**Суть задания**
Продолжите текст об участии адвокатов в следствии, начав сразу после его последнего предложения.

**Фрагмент страницы**
============================================================
Как отличаются фактические и практические нормы применения законодательства
По сути, сами защитники, которые были редкими гостями на следствии, тогда были нацелены именно на участие в суде и порой при ознакомлении с делом по окончании расследования лишь готовились к участию в нем в судебной стадии. Собственно, все действительно великие адвокаты той поры, а память о некоторых сохранилась и до наших дней, стали такими именно в результате высокопрофессиональной защиты клиентов именно в судах.
Отношение к институту защиты, к адвокатам на следствии стало меняться в годы перестройки, когда, наконец, начали открыто говорить о необходимости приближения «советских» прав человека к общемировым стандартам. Важность допущения защитника с момента задержания, ареста и предъявления обвинения гласно обсуждалась в юридическом сообществе, в СМИ, чего раньше было невозможно даже представить. Я помню, как в конце 80-х в яковлевских «Московских новостях» на встречах юристов за круглым столом уже в те годы всем известный адвокат Генри Резник громыхал о необходимости защиты прав человека с самого начала следствия. Ученые-юристы предлагали различные варианты обновления текстов законов. И я, тогда прокурор следственного управления Генеральной прокуратуры СССР, без колебаний соглашался с явно назревшими изменениями уголовно-процессуального закона.
Дискуссии перешли в ЦК КПСС, депутатский корпус, заговорили об этом на Съезде народных депутатов СССР (да, был такой весьма публичный орган власти), и вот 10 апреля 1990 года Михаил Горбачев подписал закон о внесении изменений в Основы уголовного судопроизводства Союза ССР и союзных республик. «Защитник допускается к участию в деле с момента предъявления обвинения, а в случае задержания лица, подозреваемого в совершении преступления, или применения к нему меры пресечения в виде заключения под стражу до предъявления обвинения — с момента объявления ему протокола задержания или постановления о применении этой меры пресечения, но не позднее двадцати четырех часов с момента задержания».
Через год был поправлен УПК РСФСР, затем случился распад СССР, Конституция России 1993 года, первый УПК уже Российской Федерации, но право на защиту остается таким, как это указано в горбачевском законе от 10 апреля 1990 года.
Чего греха таить, именно в 1990 году и именно по причине возможности реальной работы адвокатов на следствии я покинул прокуратуру и стал адвокатом. Не скажу, что милицейско-прокурорско-следственная община с восторгом приняла изменения, но в целом отношение к новациям было нейтральным: перестройка, конечно, повлияла на умы многих. Правда, бывало, требования нового закона дошли сразу не до всех сотрудников и иногда, чтобы подтвердить полномочия, приходилось предъявлять не только удостоверение и ордер, а и ксерокс газеты с текстом нововведений. Однажды, и это не выдумка, сотрудник в ИВС, куда я пришел к задержанному, заподозрил меня в обмане: дескать, не специально ли я изготовил поддельную газету. Пришлось опровергать!
============================================================
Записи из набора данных
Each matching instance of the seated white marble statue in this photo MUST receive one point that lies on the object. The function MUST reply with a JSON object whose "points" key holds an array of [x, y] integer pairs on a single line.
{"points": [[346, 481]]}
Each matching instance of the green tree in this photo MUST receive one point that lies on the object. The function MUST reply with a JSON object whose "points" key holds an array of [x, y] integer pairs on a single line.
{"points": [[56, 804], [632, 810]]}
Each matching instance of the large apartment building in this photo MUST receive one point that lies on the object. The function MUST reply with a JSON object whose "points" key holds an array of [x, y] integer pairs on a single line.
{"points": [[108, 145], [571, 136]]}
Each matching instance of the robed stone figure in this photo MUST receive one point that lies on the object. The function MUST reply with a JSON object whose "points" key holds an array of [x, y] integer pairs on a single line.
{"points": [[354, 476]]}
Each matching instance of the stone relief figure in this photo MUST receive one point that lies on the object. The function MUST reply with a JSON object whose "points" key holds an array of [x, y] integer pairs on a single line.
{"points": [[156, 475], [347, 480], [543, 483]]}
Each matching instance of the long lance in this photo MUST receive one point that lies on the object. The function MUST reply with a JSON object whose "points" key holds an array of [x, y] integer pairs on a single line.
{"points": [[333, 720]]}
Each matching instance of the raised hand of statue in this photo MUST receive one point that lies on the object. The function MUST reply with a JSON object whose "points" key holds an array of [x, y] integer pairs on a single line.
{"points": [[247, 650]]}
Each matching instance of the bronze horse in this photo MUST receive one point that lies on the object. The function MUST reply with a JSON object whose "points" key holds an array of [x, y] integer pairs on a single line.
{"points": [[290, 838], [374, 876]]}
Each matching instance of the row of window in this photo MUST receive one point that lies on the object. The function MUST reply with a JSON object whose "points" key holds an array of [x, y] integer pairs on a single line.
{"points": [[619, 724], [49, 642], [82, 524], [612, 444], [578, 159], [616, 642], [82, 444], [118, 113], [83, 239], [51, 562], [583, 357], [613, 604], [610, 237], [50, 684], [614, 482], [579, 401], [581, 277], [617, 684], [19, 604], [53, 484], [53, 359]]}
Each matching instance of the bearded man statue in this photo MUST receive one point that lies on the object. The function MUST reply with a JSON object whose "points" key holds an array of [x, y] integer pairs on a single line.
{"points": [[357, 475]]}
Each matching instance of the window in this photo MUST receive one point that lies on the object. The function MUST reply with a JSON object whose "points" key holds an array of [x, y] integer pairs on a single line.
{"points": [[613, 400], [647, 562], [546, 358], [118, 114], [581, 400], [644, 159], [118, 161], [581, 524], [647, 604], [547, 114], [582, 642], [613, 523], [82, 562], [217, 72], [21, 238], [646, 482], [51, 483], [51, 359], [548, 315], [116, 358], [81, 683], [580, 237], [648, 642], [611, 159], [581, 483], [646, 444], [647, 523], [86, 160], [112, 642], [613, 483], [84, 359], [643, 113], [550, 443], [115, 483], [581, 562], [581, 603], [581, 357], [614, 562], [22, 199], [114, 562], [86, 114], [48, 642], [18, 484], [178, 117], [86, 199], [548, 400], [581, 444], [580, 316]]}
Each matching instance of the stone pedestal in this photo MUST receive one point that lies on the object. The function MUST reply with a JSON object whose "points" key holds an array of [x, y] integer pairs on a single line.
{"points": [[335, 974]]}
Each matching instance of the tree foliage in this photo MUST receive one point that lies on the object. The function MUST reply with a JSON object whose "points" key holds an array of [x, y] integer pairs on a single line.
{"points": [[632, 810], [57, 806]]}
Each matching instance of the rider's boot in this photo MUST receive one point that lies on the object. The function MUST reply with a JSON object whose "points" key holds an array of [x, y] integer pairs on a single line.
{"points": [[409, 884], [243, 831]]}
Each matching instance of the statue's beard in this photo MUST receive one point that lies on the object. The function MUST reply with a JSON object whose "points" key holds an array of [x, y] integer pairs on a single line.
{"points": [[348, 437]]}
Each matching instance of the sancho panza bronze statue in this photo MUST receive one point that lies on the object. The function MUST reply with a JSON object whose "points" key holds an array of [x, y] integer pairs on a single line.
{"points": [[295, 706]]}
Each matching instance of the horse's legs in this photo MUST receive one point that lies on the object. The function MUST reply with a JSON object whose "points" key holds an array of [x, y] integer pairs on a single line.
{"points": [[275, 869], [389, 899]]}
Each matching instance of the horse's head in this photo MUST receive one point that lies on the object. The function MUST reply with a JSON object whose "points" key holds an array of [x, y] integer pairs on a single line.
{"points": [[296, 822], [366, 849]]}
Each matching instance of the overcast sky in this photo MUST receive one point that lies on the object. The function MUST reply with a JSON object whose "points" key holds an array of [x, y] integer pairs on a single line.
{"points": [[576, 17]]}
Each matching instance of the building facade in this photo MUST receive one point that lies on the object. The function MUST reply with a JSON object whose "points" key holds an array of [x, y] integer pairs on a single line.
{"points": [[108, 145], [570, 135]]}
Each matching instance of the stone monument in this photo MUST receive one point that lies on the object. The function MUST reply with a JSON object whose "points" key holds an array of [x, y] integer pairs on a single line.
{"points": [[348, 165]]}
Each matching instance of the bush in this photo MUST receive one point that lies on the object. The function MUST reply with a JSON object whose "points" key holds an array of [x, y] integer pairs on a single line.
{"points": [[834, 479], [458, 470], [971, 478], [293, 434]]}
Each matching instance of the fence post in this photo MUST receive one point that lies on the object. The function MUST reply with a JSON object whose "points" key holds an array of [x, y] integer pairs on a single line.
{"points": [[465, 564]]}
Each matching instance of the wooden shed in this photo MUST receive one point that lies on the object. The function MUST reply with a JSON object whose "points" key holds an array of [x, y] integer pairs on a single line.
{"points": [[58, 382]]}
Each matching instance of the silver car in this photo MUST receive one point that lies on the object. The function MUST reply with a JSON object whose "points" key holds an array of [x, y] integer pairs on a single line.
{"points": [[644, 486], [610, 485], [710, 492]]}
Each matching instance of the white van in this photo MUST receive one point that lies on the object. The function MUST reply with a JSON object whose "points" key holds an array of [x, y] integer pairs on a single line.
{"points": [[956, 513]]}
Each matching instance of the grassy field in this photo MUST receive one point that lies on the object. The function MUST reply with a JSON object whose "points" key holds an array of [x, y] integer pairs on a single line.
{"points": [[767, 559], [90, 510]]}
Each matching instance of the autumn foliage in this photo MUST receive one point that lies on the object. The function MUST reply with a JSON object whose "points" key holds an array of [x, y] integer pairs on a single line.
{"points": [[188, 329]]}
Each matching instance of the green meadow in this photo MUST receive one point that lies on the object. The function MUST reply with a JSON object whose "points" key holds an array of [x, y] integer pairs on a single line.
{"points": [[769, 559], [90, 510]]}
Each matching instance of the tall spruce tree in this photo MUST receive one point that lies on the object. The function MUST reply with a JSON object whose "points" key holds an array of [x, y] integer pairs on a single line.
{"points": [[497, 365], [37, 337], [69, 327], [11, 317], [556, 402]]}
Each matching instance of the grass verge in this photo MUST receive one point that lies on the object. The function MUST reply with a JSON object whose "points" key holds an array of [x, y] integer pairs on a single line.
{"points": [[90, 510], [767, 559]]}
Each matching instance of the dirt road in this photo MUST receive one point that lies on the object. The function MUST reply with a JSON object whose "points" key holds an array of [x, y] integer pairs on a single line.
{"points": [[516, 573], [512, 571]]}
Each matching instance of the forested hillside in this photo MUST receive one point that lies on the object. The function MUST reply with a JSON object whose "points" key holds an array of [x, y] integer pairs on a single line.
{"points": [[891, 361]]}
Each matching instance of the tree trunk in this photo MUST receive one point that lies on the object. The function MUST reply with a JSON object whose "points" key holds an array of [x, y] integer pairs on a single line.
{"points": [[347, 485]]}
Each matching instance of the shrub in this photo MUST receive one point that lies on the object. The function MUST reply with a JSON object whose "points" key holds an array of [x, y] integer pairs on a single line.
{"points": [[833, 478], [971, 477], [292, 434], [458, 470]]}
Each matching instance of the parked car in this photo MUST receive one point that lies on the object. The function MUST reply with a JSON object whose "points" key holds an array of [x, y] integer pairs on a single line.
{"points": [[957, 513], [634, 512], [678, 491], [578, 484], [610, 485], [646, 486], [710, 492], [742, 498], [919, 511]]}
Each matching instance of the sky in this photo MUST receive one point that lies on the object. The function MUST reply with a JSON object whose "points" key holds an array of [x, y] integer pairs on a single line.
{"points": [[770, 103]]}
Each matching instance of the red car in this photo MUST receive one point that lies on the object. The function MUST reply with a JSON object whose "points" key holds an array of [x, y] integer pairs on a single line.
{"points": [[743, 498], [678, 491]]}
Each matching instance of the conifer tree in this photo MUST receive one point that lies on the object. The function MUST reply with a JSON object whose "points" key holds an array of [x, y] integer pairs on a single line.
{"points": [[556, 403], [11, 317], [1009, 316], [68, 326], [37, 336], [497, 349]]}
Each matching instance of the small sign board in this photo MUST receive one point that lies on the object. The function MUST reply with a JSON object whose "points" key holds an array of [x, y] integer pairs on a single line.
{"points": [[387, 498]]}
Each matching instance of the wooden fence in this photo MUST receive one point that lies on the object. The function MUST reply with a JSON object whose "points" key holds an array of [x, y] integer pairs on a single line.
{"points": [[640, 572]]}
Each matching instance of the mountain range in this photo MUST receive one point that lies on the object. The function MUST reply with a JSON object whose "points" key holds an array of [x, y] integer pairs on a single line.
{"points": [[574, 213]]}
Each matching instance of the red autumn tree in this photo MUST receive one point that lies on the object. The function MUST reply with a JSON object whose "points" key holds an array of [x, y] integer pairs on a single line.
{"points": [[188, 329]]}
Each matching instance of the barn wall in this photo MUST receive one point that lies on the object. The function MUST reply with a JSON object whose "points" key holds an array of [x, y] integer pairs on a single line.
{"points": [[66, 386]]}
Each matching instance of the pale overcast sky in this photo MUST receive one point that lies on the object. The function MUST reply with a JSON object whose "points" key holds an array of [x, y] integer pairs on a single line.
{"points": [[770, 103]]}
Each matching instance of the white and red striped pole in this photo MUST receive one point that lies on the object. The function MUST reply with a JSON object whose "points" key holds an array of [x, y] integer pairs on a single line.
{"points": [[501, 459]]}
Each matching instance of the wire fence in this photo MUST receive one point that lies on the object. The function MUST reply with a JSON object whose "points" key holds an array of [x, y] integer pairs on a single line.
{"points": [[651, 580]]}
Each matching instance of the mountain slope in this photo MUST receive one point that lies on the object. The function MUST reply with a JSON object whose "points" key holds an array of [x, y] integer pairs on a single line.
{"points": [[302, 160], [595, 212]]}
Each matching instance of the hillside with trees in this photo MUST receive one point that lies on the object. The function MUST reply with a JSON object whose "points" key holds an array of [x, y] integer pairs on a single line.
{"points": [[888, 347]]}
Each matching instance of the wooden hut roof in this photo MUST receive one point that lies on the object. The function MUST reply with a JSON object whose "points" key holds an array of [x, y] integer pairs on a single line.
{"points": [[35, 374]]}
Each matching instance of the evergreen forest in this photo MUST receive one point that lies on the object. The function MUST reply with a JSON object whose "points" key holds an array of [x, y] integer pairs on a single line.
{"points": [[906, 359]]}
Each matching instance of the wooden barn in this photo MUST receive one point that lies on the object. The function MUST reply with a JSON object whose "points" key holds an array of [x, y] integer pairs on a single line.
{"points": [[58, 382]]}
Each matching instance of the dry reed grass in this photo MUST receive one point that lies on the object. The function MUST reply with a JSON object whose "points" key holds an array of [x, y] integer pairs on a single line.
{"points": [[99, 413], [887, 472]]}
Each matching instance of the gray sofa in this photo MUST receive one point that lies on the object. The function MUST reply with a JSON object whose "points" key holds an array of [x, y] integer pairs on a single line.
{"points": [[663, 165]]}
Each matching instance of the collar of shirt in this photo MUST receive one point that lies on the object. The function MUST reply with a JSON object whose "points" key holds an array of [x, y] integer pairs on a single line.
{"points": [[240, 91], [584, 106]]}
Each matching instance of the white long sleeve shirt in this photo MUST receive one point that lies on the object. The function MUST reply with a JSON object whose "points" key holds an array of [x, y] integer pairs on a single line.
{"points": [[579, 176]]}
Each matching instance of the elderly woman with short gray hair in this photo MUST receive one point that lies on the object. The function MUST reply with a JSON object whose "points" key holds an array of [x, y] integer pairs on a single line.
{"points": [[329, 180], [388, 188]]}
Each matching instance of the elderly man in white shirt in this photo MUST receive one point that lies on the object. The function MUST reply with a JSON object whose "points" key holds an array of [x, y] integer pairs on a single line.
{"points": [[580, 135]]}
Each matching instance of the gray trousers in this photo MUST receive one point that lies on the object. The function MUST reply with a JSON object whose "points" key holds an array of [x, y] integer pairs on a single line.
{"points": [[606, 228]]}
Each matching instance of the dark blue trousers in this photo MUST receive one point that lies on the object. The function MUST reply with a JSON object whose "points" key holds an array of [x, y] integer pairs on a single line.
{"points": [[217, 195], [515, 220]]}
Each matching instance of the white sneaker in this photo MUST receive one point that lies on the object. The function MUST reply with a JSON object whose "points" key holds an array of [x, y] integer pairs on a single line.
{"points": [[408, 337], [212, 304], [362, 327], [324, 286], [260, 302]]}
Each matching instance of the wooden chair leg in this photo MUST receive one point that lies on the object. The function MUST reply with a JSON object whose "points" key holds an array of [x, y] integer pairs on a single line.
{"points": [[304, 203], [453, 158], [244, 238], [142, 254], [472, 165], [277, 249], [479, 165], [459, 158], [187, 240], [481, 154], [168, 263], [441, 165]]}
============================================================
**Ответ на задание**
Но шли годы, и провозглашенный принцип равенства сторон защиты и обвинения в уголовном процессе стал не просто забываться, а игнорироваться. До середины 90-х, когда коррупция еще не стала всеобъемлющей, спецслужбы не получили абсолютную бесконтрольность, а суды нередко демонстрировали самостоятельность, работа адвоката на следствии была вполне эффективной.
Однако постепенно отношение к защите на следствии и к защитникам стало все более и более противоречить букве закона. Особенно явственно стало это после создания Следственного комитета и урезания прав прокуратуры на стадии предварительного следствия.
Причем, что характерно, сам процессуальный закон о правах адвоката на следствии не изменился, но вот применение его стало совсем другим, можно сказать, кривым.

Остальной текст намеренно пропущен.